Objectifs:
1 – Selon le texte sur la randonnée, quelle est la longueur du GR5 emprunté par Antoine de Baecque pour traverser les Alpes ?
2 – Recopiez fidèlement le passage du texte sur la randonnée qui va de « Depuis quelques années, cependant, le » à « hors du village. ».
3 – Rédigez la suite du texte sur la randonnée et la traversée des Alpes, à partir de sa dernière phrase.

Extrait à lire:
________________
Depuis quelques années, cependant, le randon se pique d’être un peu plus qu’une trace de sueur derrière une paire de godillots. Les sentiers se haussent du col. Dans les fédérations de randonneurs, les offices du tourisme, les instances gardiennes du patrimoine, on se souvient qu’avant d’échouer sur le siège d’une voiture, l’humain ­sillonnait le territoire en « deux pattes », et sur des distances considérables. À l’époque où l’on chausse les pneus pour le moindre raid vers la boulangerie, on assiste à une montée de respect pour nos ancêtres qui alignaient les kilomètres par dizaines pour la moindre affaire hors du village.

La montagne souffre-t-elle aujourd’hui de déprise ? En 2009, l’historien Antoine de Baecque décide de traverser les Alpes par le fameux GR5 [1], 650 kilomètres du lac Léman à la Méditerranée, dans l’idée de rendre justice aux traceurs qui ont zébré l’échine du massif de leurs circulations, négociants, pèlerins, contrebandiers, dévots, troupes napoléoniennes, bergers et moutons [2]. On ne piétine plus tout à fait la draille comme avant quand on sait que sa tige haute a été précédée par les éléphants d’Hannibal.
________________
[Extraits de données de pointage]
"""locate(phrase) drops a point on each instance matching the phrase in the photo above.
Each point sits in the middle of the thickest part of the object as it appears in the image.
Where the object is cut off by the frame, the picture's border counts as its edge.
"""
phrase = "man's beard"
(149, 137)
________________
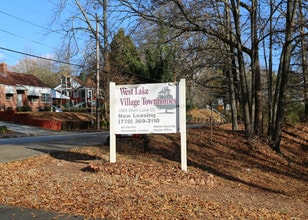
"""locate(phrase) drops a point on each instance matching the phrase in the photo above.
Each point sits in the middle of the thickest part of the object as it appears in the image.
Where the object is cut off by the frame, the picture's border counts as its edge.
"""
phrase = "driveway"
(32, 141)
________________
Réponses par consigne:
1 – 650 kilomètres, du lac Léman à la Méditerranée.

2 –
Depuis quelques années, cependant, le randon se pique d’être un peu plus qu’une trace de sueur derrière une paire de godillots. Les sentiers se haussent du col. Dans les fédérations de randonneurs, les offices du tourisme, les instances gardiennes du patrimoine, on se souvient qu’avant d’échouer sur le siège d’une voiture, l’humain ­sillonnait le territoire en « deux pattes », et sur des distances considérables. À l’époque où l’on chausse les pneus pour le moindre raid vers la boulangerie, on assiste à une montée de respect pour nos ancêtres qui alignaient les kilomètres par dizaines pour la moindre affaire hors du village.

3 –
L’identité des sentiers du littoral breton : une saoulerie de granit, de genêts et d’eaux rageuses, mais c’est aussi le « chemin des douaniers », patrouillé à la botte jusqu’après la Seconde Guerre mondiale par ces militaires chargés de surveiller la côte. Depuis 2008, le GR34 relie presque tous les sites des anciens corps de garde, 1 700 kilomètres depuis Vitré et le mont Saint-Michel jusqu’au Tour-du-Parc, près du golfe du Morbihan.

En Franche-Comté et en Alsace, la journaliste Sylvie Debras a lancé le magazine En vadrouille, qui propose depuis 2003 des randonnées à thème dans ces régions. Gros succès pour les « châteaux forts », mais aussi les « femmes célèbres ». Avec son tirage de 25 000 exemplaires, le périodique serait le premier en Franche-Comté. « Ça n’aurait jamais pris à ce point si nous nous étions ­contentés de décrire de simples balades dans la nature », affirme-t-elle.

En 2016, le violoncelliste états-unien Eric Longsworth entreprend une randonnée musicale « Sur les pas des huguenots ». Ce tracé de 374 kilomètres, du Dauphiné à la frontière suisse, vient d’être homologué « GR965 ». Il maille en 29 étapes des lieux de mémoire sur la route de l’exil de quelque 200 000 protestants français fuyant les persécutions après la révocation de l’édit de Nantes, en 1685. Avec ses ramifications en Suisse, en Allemagne et en Italie, le sentier totalise 1 600 km.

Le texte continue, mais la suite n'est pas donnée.